[Point annotation records]
────────
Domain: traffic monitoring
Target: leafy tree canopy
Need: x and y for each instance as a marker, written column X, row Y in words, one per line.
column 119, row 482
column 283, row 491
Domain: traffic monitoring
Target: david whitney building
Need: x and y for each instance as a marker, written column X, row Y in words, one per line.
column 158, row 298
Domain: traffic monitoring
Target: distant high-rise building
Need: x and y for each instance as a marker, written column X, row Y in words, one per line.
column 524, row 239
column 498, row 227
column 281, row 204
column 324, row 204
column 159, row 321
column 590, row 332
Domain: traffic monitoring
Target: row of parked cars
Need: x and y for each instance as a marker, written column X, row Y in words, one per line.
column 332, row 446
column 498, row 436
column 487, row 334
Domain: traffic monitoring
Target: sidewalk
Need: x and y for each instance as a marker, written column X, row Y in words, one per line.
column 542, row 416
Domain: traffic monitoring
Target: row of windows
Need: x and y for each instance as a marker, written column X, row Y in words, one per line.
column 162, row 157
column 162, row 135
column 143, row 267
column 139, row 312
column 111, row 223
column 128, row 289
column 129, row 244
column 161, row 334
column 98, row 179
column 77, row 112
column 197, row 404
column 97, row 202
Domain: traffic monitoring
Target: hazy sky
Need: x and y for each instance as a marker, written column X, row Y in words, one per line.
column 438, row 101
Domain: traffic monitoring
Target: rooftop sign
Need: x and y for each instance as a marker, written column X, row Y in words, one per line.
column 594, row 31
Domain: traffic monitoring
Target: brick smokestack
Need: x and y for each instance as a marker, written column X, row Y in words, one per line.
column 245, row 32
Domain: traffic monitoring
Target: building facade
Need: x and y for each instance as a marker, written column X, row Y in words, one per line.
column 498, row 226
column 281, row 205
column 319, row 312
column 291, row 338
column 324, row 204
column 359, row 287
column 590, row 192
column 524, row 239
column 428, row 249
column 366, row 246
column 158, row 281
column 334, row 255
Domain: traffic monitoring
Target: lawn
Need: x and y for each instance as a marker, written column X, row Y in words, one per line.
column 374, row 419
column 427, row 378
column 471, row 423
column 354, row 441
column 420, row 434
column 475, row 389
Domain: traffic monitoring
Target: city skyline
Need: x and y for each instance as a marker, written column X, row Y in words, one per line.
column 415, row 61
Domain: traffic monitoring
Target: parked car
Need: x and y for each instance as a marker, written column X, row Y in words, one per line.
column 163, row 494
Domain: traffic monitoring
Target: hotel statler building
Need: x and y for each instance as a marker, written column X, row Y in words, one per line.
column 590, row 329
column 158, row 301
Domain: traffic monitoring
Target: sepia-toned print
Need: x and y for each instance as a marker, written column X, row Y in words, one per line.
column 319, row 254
────────
TASK TO CARRY OUT: Give every line from the start of the records up to and including the line containing "column 542, row 416" as a JSON list of strings, one string per line, leaving out blank lines.

RESULT:
[
  "Domain: traffic monitoring",
  "Target: leafy tree canopy",
  "Need: x and y for each instance as a marker, written column X, row Y in words, one per line.",
  "column 119, row 482",
  "column 283, row 491",
  "Domain: traffic monitoring",
  "Target: david whitney building",
  "Need: x and y for each instance as a marker, written column X, row Y in words, one per line.",
  "column 158, row 298",
  "Domain: traffic monitoring",
  "Target: distant high-rise building",
  "Need: x and y for each instance as a marker, written column X, row Y in words, one per line.",
  "column 524, row 239",
  "column 498, row 227",
  "column 281, row 204",
  "column 324, row 204",
  "column 159, row 321",
  "column 590, row 332",
  "Domain: traffic monitoring",
  "Target: row of parked cars",
  "Need: x and y for each instance as a marker, written column X, row Y in words, one per line.",
  "column 332, row 446",
  "column 498, row 436",
  "column 487, row 334",
  "Domain: traffic monitoring",
  "Target: sidewalk",
  "Need: x and y for each instance as a marker, written column X, row Y in words, one per line.",
  "column 542, row 416"
]